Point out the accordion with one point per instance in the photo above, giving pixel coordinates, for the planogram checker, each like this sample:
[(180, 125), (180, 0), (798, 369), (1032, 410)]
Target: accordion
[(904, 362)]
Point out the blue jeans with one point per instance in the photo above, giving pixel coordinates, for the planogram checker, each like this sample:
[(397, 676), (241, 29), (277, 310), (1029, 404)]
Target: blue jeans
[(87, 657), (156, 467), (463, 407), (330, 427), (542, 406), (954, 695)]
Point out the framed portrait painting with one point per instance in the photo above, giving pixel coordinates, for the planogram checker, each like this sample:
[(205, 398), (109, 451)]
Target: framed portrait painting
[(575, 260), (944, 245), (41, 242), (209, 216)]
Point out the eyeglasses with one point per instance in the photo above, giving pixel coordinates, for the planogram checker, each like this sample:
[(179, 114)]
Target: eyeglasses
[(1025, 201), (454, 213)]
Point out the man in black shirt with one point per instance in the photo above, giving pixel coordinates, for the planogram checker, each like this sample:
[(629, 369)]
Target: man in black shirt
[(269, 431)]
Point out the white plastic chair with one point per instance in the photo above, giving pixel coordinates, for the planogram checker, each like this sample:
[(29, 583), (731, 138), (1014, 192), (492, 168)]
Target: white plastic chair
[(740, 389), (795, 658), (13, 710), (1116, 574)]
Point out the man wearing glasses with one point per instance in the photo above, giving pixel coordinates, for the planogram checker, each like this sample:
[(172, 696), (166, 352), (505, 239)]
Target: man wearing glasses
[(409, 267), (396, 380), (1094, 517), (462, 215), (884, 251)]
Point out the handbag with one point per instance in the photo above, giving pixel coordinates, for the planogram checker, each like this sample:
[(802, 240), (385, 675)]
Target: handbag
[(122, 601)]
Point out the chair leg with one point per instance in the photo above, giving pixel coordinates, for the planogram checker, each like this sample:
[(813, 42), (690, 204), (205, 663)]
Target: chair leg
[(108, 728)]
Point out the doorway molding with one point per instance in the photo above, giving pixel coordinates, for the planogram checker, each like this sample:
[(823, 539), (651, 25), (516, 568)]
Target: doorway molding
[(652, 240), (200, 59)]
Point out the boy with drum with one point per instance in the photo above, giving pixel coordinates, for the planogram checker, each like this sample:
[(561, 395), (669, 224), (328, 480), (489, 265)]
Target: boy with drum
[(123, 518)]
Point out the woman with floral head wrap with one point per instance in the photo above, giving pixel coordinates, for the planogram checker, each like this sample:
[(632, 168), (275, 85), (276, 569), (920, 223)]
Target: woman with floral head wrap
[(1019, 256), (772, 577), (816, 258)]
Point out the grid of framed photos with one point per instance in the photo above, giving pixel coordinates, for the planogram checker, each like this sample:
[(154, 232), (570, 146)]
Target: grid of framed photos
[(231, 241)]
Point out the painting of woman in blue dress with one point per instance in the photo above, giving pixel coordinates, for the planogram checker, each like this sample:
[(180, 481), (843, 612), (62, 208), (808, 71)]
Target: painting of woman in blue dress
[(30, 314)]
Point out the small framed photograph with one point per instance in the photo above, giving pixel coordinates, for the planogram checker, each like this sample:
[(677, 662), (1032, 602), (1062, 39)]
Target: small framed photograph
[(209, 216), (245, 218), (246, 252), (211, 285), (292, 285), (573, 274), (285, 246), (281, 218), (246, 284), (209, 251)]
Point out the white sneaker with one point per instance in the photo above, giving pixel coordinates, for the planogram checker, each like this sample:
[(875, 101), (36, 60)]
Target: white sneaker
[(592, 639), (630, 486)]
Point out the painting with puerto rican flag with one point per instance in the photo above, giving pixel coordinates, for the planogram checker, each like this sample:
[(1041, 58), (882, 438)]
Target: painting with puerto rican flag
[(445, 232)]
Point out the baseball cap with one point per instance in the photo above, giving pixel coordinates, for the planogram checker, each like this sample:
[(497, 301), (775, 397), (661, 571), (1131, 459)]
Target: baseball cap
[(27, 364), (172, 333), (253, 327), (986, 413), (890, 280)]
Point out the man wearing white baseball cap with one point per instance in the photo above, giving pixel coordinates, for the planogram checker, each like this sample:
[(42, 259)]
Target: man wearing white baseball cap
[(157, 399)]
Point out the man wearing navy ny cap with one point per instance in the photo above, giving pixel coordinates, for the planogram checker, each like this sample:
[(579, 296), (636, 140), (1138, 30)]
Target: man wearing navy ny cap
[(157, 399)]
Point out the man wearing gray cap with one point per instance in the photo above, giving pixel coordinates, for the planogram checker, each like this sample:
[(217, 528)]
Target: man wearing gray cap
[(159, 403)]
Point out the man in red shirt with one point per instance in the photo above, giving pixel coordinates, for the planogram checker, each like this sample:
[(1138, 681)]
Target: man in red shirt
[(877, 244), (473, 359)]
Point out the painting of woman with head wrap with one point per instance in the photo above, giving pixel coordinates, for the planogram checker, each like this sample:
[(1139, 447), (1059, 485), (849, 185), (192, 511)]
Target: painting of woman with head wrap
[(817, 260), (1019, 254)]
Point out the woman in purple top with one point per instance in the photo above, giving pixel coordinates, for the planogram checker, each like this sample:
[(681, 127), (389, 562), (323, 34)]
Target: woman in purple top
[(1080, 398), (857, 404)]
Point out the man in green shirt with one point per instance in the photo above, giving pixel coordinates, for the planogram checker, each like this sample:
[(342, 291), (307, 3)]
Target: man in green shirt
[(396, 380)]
· · · ·
Repeat every one of the rows above word for word, leaving nothing out and changing nothing.

Exercise output
Point out the accordion with one point per instance in the photo above, giving pixel coordinates, for the planogram checker, each like this sample:
[(180, 125), (180, 0), (798, 369), (1032, 410)]
Target: accordion
[(904, 362)]
Point out the blue jeans with one point per instance in the photo above, giving pixel coordinates, for the planogram checker, each like this sample:
[(397, 676), (241, 29), (277, 310), (1029, 404)]
Target: blue jeans
[(87, 657), (156, 467), (463, 407), (330, 427), (542, 406), (954, 695)]
Point out the framed portrait painting with one point per instance in the photo above, giving pixel coordinates, for the planogram checker, each like this sample:
[(205, 398), (109, 451)]
Target: framed portrait painting
[(575, 260), (944, 245), (41, 242), (209, 216)]
Point out the eyeglasses with one point per instance in the photo above, giving pixel coordinates, for the planogram checker, each like this sample:
[(179, 114)]
Target: eyeglasses
[(1025, 201), (454, 213)]
Point out the man in black shirt with one point per instance in the photo above, giving pixel coordinates, for the planogram checker, each like this sample:
[(629, 369)]
Target: man in black shirt
[(269, 431)]
Point out the white plastic chair with one point per instance in the photo above, giving pixel coordinates, for the planogram checker, each like this sample:
[(29, 583), (731, 138), (1014, 192), (492, 168)]
Target: white plastic chair
[(740, 389), (795, 658), (13, 710), (1116, 574)]
Point out the man wearing glasses with one point per instance in the photo above, giving pixel coordinates, for the planogram checker, each like this sample:
[(172, 696), (166, 352), (505, 239)]
Target: man wearing glasses
[(409, 267), (396, 380), (1094, 517), (462, 215), (884, 251)]
Point out the handbag with one point per instance in the photo above, giving pixel coordinates, for the planogram checker, each like this sample:
[(802, 240), (385, 675)]
Target: handbag
[(122, 601)]
Point out the chair leg with one point per instance in the photo above, giving pixel coordinates, for the planogram checker, each like this sample:
[(813, 42), (690, 204), (205, 663)]
Target: chair leg
[(108, 728)]
Point out the doorway molding with one point per instance in the photo above, giving pixel coordinates, for the planogram checker, each like this sample:
[(823, 539), (651, 25), (516, 568)]
Target: doorway molding
[(652, 240), (200, 59)]
Point out the boy with drum with one point per instance in the photo above, giving pixel coordinates, for the planogram checker, each like this sample:
[(561, 395), (669, 224), (328, 480), (489, 265)]
Target: boy with drum
[(123, 518)]
Point out the woman with floral head wrap with one point per instance in the photo above, giving pixel coordinates, for the planogram checker, each like this sample:
[(632, 168), (275, 85), (276, 569), (920, 223)]
Target: woman with floral head wrap
[(1019, 256), (772, 577), (816, 258)]
Point out the grid of framed photos with one point per instance in the photo above, giving pixel coordinates, for the planogram checker, each like this sample:
[(154, 232), (570, 146)]
Target: grid of framed photos
[(231, 241)]
Point out the painting of woman in blue dress with one point per instance in the photo above, giving pixel coordinates, for the planogram checker, each like this sample:
[(180, 481), (843, 612), (62, 208), (808, 71)]
Target: painting of woman in blue dress
[(30, 314)]
Point out the small framed photograph with one point per instance in the photo above, giving pixel coordinates, for the planogram checker, each like this sample:
[(677, 662), (1032, 602), (1062, 39)]
Target: small framed photograph
[(209, 216), (245, 218), (246, 252), (211, 285), (292, 285), (573, 274), (285, 246), (281, 218), (246, 284), (209, 251)]
Point out the white sneaker with one point per instance in the photo above, giving pixel coordinates, for the planogram checker, each like this sample:
[(875, 101), (36, 60)]
Target: white sneaker
[(592, 639), (630, 486)]
Point out the painting with puerto rican flag with one point per instance in the photo above, giving pixel coordinates, for the planogram checker, each like this sample:
[(1041, 58), (882, 438)]
Target: painting with puerto rican flag
[(445, 232)]
Point out the baseball cap with one point per instance in the photo above, giving pixel coordinates, for the planogram checker, each like this sample:
[(497, 301), (775, 397), (661, 571), (1131, 459)]
Target: baseball cap
[(27, 364), (172, 333), (253, 327), (986, 413), (890, 280)]
Point out the man wearing white baseball cap with one point per instance in the photo above, giving pixel coordinates, for the planogram checker, each like this sample:
[(42, 259)]
Target: man wearing white baseball cap
[(157, 399)]
Point out the man wearing navy ny cap with one point per instance in the photo above, giving pixel coordinates, for the planogram checker, each like this sample:
[(579, 296), (636, 140), (1138, 30)]
Target: man wearing navy ny cap
[(157, 399)]
Point out the man wearing gray cap with one point per instance in the photo above, giving pixel coordinates, for the planogram checker, each like this sample:
[(217, 528)]
Target: man wearing gray cap
[(159, 403)]
Point out the man in red shirt with one point per instance in the photo above, giving pixel coordinates, for the planogram checker, each like this sample:
[(1138, 681)]
Target: man in red shirt
[(877, 244), (473, 359)]
Point out the painting of woman with head wrap with one point per instance in the photo above, giving pixel coordinates, for the planogram checker, each like this sample:
[(1139, 447), (1059, 485), (849, 185), (192, 511)]
Target: painting of woman with head wrap
[(817, 260), (1019, 254)]
Point out the woman in purple top with one point per instance in the photo above, giving pixel coordinates, for the planogram checker, each like this sample:
[(681, 127), (389, 562), (323, 34)]
Target: woman in purple top
[(1080, 398), (857, 404)]
Point out the man in green shirt with one point per instance in the photo above, giving pixel coordinates, for the planogram checker, each like this sample:
[(342, 291), (307, 3)]
Target: man in green shirt
[(396, 380)]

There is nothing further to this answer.